Posted Dec. 10, 2012
enter photo description
Kent State University employees are encouraged to help
the university conserve energy while on break for the
holidays.

Kent State University is officially closed between Christmas and New Year’s, but employees can help conserve energy while they are home for the holidays.

Although the university is closed during the holidays, Melanie Knowles, sustainability manager, says there is still “an amount of activity that goes on” around campus during that time.

“Someone will still be operating the Power Plant and our essential employees will still be here,” Knowles says.

For buildings and offices that are empty, the heat is set back to 68 degrees to minimize energy use. Knowles also says that the Facilities Planning and Operations department sends “post-it” reminders to faculty and staff suggesting that they help conserve energy use while not on campus, by:

  • Turning off and unplugging computers. “A lot of the electronics have a ‘vampire load,’ which means those items still use energy even when they are turned off,” Knowles says. “It’s about taking the extra step and also unplugging those things.” 
  • Closing and locking windows.
  • Pulling down the shades.
  • Turning lights off.
  • Submitting a request for repairs on things, such as leaky windows. “This is also a good time to mention repairs,” Knowles says. “It’s a good time to report these repairs by submitting a request.” Maintenance requests can be submitted at https://flashtrack.kent.edu.

And here are some tips from Knowles about conserving energy at home over the holidays:

  • Look for holes or leaks in your windows and weather stripping.  “You can lose energy, and you can lose comfort if it’s always colder by the windows,” she says.
  • If you don’t have efficient windows, add sheets of plastic to them.
  • Unplug appliances, such as the coffee pot when not in use. “Those appliances will continue to suck energy when they’re not being used,” Knowles says.
  • And for a Christmas twist: “Many Christmas lights are now LED lights,” says Knowles. “LED lights are more efficient. They have fewer risks of getting hot and causing problems.”

--- --- ---

COMPLETE THE FOLLOWING:
1. In the Kent State holiday energy article, what temperature is the heat set back to in empty buildings and offices?
2. Please print the Kent State holiday energy article word for word from "Posted Dec. 10, 2012" to "for the holidays.".

--- --- ---

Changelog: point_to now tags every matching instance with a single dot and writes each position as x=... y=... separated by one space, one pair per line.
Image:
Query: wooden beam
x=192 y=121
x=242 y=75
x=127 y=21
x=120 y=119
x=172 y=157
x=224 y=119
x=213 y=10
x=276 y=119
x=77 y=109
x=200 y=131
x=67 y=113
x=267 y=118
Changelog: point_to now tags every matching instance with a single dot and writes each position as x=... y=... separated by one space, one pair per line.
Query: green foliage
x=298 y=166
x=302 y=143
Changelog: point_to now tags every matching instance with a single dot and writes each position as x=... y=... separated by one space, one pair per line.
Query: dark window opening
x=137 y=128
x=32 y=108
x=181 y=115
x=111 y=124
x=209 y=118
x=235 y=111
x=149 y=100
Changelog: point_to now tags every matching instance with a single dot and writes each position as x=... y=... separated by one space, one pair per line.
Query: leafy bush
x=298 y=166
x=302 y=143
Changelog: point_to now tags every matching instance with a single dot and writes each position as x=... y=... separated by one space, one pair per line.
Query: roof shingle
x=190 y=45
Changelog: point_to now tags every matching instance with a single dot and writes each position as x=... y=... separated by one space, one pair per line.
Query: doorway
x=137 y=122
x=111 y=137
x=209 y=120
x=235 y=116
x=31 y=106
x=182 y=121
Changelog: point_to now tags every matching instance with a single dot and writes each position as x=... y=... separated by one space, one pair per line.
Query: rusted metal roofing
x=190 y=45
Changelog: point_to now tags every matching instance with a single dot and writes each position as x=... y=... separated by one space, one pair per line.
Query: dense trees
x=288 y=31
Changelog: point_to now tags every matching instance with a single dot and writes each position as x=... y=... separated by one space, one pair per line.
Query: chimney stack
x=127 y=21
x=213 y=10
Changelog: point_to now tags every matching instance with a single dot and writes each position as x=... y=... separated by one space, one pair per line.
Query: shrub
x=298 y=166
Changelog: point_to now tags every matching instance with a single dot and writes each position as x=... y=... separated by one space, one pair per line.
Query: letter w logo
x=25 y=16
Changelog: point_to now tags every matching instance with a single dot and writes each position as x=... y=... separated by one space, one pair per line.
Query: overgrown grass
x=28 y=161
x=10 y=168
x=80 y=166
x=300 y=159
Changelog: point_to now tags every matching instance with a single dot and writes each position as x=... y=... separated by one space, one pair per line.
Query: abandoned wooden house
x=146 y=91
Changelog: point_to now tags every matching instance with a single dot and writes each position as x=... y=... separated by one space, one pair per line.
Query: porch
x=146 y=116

--- --- ---

SOLUTIONS PER TASK:
1. 68 degrees.

2.
Posted Dec. 10, 2012
enter photo description
Kent State University employees are encouraged to help
the university conserve energy while on break for the
holidays.

Kent State University is officially closed between Christmas and New Year’s, but employees can help conserve energy while they are home for the holidays.